**Problem details**. Extract, from the listing that follows, each line containing the word "below".

**Stored data**.

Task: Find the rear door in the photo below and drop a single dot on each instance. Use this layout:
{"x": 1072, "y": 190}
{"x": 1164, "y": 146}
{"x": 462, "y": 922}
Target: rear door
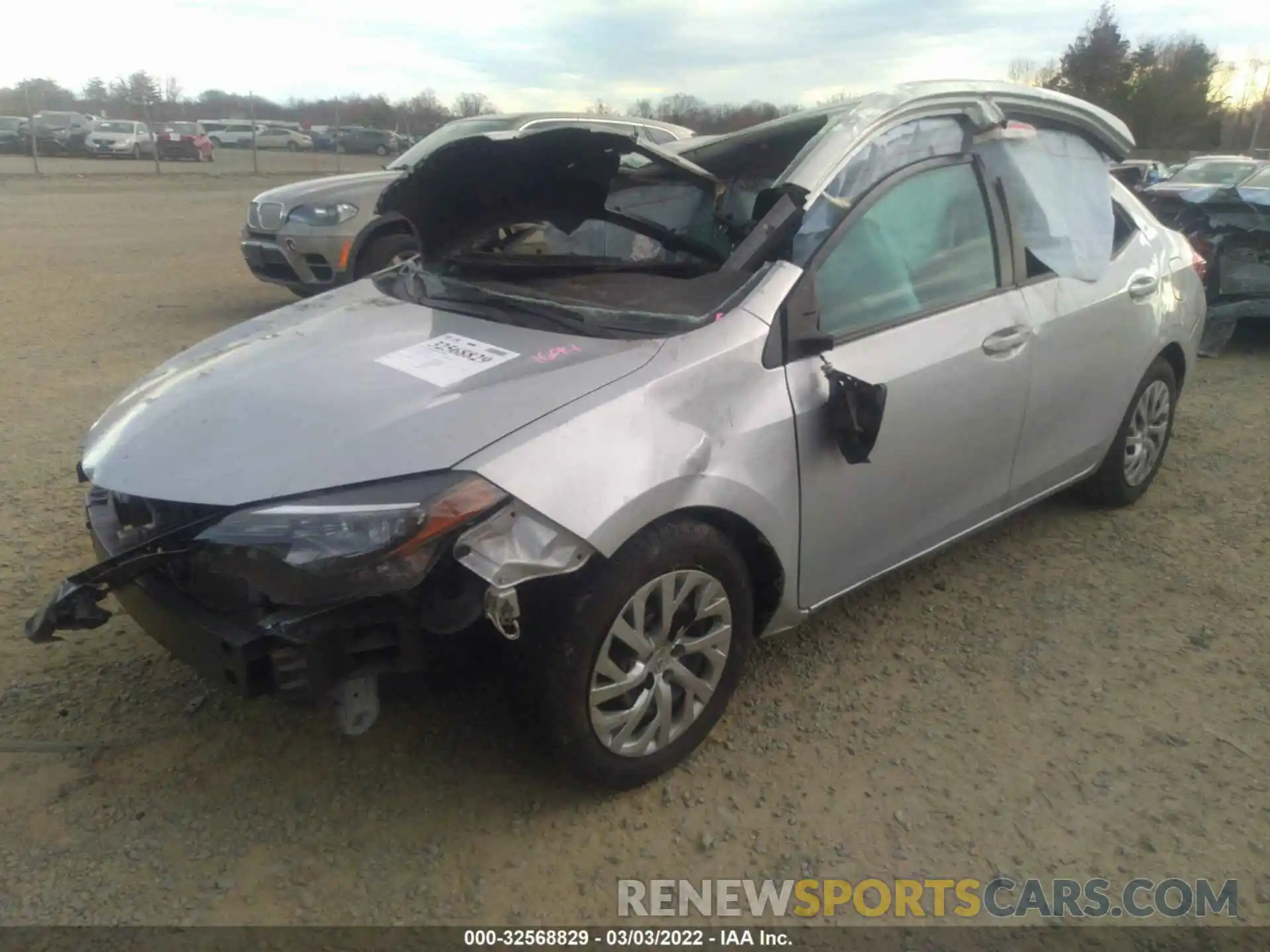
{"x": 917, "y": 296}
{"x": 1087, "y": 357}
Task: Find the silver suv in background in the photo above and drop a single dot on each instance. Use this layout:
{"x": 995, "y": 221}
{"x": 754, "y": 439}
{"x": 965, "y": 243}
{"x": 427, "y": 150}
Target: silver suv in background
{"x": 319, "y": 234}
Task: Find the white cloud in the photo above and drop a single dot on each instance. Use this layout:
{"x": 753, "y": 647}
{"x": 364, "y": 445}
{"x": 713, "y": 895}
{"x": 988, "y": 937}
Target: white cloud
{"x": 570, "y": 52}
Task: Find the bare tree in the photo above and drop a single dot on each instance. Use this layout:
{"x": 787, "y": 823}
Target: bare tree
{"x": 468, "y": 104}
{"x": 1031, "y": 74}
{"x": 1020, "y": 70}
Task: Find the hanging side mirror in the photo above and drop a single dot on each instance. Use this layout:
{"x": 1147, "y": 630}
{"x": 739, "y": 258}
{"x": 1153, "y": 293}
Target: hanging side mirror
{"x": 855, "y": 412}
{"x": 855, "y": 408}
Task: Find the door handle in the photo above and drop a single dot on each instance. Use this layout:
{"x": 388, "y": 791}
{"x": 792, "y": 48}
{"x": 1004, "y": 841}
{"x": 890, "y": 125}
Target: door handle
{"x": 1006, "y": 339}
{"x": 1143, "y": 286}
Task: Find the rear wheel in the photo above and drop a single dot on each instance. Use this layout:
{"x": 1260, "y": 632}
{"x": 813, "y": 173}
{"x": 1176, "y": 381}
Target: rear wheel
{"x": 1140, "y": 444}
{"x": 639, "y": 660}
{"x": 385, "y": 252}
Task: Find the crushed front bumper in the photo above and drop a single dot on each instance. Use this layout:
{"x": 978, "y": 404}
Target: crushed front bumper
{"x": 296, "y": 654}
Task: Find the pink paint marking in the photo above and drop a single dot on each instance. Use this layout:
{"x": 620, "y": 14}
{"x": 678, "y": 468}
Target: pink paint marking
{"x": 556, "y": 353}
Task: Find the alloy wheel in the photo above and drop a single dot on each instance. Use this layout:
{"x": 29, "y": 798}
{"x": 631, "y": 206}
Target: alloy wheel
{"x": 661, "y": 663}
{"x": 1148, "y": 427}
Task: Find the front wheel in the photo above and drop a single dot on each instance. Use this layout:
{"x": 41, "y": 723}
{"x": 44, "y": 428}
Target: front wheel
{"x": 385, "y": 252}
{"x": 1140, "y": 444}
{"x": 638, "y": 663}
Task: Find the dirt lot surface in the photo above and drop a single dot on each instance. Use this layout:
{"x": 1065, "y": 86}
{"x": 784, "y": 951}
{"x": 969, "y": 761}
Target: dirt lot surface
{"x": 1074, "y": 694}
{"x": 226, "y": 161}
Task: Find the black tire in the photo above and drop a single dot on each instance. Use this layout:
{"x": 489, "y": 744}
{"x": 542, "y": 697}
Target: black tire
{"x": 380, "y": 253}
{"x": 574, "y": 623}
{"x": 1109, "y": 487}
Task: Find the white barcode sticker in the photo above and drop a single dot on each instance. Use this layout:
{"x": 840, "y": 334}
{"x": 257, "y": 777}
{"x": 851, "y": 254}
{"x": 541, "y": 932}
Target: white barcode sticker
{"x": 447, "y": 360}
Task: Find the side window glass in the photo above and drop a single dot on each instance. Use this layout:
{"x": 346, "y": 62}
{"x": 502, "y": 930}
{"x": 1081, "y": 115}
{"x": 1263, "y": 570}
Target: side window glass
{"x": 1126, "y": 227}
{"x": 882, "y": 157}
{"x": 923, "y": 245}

...

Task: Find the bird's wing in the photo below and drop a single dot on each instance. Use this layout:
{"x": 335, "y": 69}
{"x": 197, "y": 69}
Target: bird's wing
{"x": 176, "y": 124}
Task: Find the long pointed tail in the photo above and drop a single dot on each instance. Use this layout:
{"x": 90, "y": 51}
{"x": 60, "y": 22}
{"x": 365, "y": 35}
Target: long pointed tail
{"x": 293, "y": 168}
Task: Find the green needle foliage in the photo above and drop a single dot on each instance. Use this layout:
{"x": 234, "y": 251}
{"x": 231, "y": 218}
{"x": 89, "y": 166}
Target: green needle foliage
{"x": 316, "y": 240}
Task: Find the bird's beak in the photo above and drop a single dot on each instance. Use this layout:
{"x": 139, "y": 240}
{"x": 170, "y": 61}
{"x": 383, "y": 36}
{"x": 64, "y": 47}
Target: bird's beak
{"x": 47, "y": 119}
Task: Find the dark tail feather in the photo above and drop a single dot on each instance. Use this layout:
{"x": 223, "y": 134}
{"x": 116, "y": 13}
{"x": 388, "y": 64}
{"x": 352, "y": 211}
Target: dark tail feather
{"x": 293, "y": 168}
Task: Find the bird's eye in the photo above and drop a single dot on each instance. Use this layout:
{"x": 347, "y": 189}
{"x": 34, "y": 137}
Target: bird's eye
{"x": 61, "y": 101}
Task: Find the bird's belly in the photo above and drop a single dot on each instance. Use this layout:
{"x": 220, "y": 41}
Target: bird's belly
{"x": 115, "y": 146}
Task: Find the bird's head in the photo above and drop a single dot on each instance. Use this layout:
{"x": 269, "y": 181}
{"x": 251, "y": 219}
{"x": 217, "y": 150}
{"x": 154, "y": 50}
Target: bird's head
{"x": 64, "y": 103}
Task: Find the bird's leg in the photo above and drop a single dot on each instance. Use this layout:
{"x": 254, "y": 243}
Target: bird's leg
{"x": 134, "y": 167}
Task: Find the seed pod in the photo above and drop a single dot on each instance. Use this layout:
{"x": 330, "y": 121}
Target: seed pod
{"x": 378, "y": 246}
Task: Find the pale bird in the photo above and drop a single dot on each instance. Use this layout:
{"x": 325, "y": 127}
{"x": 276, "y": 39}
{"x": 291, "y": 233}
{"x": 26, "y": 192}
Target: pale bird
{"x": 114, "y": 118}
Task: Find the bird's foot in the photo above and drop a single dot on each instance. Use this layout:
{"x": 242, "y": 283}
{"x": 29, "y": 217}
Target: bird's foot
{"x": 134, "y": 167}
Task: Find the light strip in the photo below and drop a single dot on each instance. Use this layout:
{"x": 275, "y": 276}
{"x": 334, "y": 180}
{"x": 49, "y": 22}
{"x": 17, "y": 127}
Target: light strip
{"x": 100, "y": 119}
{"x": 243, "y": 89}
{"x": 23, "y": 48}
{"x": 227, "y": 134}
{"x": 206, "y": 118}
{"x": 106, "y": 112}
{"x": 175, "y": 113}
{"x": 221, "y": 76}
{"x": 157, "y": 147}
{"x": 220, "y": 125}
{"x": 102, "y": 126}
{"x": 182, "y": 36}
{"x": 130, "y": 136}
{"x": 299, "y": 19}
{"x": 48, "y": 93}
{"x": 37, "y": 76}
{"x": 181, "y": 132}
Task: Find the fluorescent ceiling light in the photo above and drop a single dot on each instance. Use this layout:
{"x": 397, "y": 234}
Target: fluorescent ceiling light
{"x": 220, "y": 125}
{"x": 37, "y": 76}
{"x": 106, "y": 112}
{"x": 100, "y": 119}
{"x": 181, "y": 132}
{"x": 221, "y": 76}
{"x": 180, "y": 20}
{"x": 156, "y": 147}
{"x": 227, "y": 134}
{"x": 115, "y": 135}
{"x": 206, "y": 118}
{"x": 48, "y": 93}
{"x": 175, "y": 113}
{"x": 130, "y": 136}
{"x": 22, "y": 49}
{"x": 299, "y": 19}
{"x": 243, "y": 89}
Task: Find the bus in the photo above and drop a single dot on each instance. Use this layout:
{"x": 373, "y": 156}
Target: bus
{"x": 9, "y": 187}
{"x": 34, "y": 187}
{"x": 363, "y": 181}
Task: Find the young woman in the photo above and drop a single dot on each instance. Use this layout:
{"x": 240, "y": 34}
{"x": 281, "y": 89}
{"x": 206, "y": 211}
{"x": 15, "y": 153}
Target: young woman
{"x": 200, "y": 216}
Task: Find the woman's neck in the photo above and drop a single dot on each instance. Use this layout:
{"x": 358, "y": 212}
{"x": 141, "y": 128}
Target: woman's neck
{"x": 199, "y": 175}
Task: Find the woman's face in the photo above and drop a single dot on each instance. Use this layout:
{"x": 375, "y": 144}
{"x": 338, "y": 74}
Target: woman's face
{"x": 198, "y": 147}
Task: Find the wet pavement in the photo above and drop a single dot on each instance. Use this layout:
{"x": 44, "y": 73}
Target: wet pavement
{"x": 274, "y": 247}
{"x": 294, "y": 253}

**Result of the exercise**.
Task: Find the rear door in the photo below and drop a single dot on each instance. Use this layout:
Task: Find the bird's wing in the photo below and drop a single dot on each instance. Use this layout:
Task: Find the light strip in the photo below and drop a single dot on each instance. Use this layout:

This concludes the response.